*Texte de lecture*
****************

Histoire de l’école primaire en France, jusqu’au début
de la Vème République
D’après Histoire de l’école primaire en France de Jean Combes ; éditions de Borée, 2013.
L’école primaire française a connu une longue évolution au cours des siècles.
Avant la conquête de la Gaule par les Romains, druides et bardes étaient les maîtres du savoir. Les druides, à la fois prêtres, magistrats et éducateurs assuraient l’instruction de la jeunesse gauloise, dans les milieux les plus aisés. Il faut attendre la Gaule romaine pour que soient créées les premières écoles primaires ou est dispensé un véritable enseignement destiné aux enfants de 7 à 12 ans.
1. L’école primaire au Moyen-Age (Vème –XVème siècle)
Au début du Moyen-Age (VIème –VIIème siècles), les écoles ecclésiastiques l’emportent sur les écoles gallo-romaines dans toute la Gaule. L’on trouve alors trois types d’écoles chrétiennes : les écoles monastiques entièrement contrôlées par les moines, les écoles épiscopales ou cathédrales situées au sud de la Loire et dirigées par les évêques, et les écoles presbytérales ou paroissiales dirigées par des prêtres, avec un programme semblable à celui des écoles épiscopales.
Mais les invasions barbares nuisent au fonctionnement de ces écoles qui disparaissent et, à l’époque de Charles Martel et de Pépin le Bref, il n’y a plus guère que les moines pour avoir un peu d’instruction.
Charlemagne, roi des Francs et empereur d’Occident (768-814) a l’ambition d’assurer un niveau culturel minimum dans les 400 comtés, 1254 abbayes et 312 cathédrales de son empire… Dans son Capitulaire de 789 (Admonitio generalis), il consacre un chapitre entier à l’école, avec un véritable programme d’alphabétisation. Son bilan restera néanmoins beaucoup plus modeste que ce que laisse croire la légende perpétuée par les manuels d’histoire de la IIIème République…
Un siècle plus tard les écoles épiscopales, presbytérales et monastiques se développent au nord de la France occidentale. Les ateliers de copistes adoptent une nouvelle écriture, la minuscule caroline, qui simplifie l'écriture, la lecture et donc l’apprentissage. L’enseignement se fait alors en latin, langue que le monde paysan et le petit peuple des villes ignorent. La France est divisée en deux grandes zones linguistiques : au nord de la Loire, les pays de langue d’oïl ; au sud ceux de langue d’oc –ainsi nommées d’après le terme que chacune utilise pour dire « oui ». Mais il y a autant de dialectes, de spécificités phonétiques, lexicales ou syntaxiques qu’il y a de régions !

****************

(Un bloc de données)
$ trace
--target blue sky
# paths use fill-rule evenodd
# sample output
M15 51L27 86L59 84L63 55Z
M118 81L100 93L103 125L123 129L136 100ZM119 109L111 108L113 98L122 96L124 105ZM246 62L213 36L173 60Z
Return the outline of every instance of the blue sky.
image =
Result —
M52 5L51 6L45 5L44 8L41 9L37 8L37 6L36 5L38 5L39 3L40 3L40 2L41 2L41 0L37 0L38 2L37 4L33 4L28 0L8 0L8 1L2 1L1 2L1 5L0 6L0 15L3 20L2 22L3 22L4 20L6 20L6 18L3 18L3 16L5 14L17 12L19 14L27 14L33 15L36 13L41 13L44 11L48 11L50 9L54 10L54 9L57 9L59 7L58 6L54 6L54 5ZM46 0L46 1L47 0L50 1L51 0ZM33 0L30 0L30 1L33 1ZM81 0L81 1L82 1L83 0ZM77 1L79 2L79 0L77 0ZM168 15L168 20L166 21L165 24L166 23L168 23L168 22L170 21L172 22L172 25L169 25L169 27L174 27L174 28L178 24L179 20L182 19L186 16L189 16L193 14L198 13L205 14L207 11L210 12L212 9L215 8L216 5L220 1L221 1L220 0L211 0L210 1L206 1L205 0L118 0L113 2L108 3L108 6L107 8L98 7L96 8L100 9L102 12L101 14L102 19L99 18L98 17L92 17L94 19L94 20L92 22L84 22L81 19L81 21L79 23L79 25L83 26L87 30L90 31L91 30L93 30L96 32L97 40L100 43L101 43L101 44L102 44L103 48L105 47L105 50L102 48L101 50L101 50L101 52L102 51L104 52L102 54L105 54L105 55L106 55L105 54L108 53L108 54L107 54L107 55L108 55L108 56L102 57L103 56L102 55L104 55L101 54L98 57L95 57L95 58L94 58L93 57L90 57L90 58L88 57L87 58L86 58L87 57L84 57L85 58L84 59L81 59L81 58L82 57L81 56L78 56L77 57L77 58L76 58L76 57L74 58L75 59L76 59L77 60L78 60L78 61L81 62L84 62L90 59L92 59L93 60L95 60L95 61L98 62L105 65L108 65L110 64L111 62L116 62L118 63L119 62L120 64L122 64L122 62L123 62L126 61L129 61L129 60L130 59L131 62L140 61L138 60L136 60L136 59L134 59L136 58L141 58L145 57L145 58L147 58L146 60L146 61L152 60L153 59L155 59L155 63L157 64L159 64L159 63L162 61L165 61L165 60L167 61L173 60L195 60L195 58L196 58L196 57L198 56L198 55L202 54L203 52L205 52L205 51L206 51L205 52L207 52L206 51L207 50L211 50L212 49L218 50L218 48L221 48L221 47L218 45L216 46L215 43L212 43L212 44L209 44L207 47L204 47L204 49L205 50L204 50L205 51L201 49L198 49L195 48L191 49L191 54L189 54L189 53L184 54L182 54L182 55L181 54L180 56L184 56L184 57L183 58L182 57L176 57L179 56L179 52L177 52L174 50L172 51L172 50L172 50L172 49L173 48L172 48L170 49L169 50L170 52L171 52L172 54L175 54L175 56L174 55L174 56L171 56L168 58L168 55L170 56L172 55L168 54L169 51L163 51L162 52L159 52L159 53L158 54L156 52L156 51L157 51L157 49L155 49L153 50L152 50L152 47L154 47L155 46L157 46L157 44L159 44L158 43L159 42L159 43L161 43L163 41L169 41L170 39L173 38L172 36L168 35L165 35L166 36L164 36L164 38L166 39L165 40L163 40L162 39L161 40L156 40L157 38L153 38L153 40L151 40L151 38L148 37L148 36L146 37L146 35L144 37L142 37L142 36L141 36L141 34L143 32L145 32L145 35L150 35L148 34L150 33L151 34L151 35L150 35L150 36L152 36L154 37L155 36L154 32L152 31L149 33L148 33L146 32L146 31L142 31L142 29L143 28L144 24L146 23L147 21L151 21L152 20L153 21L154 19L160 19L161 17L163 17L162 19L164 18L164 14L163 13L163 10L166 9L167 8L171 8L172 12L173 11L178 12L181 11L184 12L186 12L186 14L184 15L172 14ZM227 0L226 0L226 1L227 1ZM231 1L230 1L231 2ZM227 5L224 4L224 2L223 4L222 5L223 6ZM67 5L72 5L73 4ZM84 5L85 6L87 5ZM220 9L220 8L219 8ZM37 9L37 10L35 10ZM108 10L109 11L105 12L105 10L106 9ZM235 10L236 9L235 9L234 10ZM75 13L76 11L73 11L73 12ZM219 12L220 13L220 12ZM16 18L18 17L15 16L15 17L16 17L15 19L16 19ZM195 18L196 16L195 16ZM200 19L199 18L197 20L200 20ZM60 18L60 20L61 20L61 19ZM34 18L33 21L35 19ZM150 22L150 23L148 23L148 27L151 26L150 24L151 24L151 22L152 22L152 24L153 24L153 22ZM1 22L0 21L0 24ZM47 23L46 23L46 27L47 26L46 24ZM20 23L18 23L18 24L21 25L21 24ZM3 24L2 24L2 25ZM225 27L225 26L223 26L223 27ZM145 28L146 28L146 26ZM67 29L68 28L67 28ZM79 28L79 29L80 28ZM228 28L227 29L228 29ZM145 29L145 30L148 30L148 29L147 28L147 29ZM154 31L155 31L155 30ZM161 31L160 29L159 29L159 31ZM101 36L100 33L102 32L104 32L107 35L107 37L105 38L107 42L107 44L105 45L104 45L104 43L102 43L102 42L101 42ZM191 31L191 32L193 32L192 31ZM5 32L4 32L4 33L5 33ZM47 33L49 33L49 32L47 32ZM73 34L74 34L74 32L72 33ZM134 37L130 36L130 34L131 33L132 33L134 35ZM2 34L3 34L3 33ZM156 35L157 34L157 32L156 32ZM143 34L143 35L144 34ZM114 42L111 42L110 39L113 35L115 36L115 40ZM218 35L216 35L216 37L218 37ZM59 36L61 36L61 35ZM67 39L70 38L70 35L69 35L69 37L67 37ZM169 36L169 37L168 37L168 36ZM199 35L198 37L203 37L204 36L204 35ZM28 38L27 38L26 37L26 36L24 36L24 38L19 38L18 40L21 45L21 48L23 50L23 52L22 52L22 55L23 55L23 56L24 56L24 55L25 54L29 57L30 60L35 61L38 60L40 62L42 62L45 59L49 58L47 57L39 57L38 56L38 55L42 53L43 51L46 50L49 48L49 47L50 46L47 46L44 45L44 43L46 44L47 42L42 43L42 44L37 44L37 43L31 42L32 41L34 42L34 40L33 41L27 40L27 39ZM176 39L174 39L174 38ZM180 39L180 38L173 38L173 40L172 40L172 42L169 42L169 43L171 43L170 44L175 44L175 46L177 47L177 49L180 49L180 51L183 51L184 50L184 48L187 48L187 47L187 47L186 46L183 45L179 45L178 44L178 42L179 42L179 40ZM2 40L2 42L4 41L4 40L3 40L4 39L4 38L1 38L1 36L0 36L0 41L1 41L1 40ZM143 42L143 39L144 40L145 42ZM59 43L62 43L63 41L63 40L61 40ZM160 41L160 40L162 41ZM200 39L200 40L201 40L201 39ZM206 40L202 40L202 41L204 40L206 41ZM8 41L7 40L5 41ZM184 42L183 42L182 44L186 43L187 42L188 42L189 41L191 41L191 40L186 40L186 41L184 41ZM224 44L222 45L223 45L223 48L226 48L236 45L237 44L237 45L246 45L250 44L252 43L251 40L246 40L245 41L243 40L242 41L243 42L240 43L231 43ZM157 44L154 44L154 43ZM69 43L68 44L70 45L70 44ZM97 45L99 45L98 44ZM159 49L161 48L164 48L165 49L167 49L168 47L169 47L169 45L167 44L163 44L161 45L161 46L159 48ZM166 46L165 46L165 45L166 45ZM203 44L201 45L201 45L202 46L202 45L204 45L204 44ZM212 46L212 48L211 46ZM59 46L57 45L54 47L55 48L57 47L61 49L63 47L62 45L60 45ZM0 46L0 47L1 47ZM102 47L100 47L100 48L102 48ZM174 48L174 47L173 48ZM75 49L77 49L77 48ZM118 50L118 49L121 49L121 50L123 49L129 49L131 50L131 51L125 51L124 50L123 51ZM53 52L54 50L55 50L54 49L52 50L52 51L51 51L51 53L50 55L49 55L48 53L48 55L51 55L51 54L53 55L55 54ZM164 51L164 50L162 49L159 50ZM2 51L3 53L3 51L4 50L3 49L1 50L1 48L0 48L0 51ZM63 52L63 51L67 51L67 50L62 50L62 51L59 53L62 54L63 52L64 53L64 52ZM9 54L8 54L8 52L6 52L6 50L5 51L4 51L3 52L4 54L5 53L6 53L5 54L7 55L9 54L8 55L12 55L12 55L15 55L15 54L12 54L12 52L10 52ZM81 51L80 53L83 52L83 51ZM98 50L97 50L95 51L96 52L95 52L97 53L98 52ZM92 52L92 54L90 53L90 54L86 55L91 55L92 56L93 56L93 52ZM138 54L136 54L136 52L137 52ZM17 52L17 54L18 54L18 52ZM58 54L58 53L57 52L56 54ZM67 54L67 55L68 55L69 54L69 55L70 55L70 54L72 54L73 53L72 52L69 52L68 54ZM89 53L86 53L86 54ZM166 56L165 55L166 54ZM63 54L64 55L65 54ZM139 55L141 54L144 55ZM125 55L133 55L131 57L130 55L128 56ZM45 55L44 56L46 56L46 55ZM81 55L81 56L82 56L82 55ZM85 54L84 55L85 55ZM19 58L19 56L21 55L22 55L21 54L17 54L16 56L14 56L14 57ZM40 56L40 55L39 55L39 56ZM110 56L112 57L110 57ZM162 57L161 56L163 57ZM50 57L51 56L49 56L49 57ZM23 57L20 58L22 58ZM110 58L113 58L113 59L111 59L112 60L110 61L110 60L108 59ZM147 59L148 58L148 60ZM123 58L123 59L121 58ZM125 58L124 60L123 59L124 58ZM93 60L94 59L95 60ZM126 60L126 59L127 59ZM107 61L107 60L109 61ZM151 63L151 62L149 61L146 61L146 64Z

****************

*Consigne 1*
Transcrivez fidèlement le passage du texte sur l'école primaire qui s'ouvre sur les mots « Histoire de l’école primaire en France, jusqu’au » et se clôt sur « 7 à 12 ans. ».
*Consigne 2*
Filtrez les lignes du bloc de données en recopiant chacune de celles qui contiennent la chaîne « blue », en respectant la casse.
Le texte sur l'école primaire et les lignes de données n'ont aucun rapport entre eux.

*Réponse 1*
Histoire de l’école primaire en France, jusqu’au début
de la Vème République
D’après Histoire de l’école primaire en France de Jean Combes ; éditions de Borée, 2013.
L’école primaire française a connu une longue évolution au cours des siècles.
Avant la conquête de la Gaule par les Romains, druides et bardes étaient les maîtres du savoir. Les druides, à la fois prêtres, magistrats et éducateurs assuraient l’instruction de la jeunesse gauloise, dans les milieux les plus aisés. Il faut attendre la Gaule romaine pour que soient créées les premières écoles primaires ou est dispensé un véritable enseignement destiné aux enfants de 7 à 12 ans.

*Réponse 2*
--target blue sky
Return the outline of every instance of the blue sky.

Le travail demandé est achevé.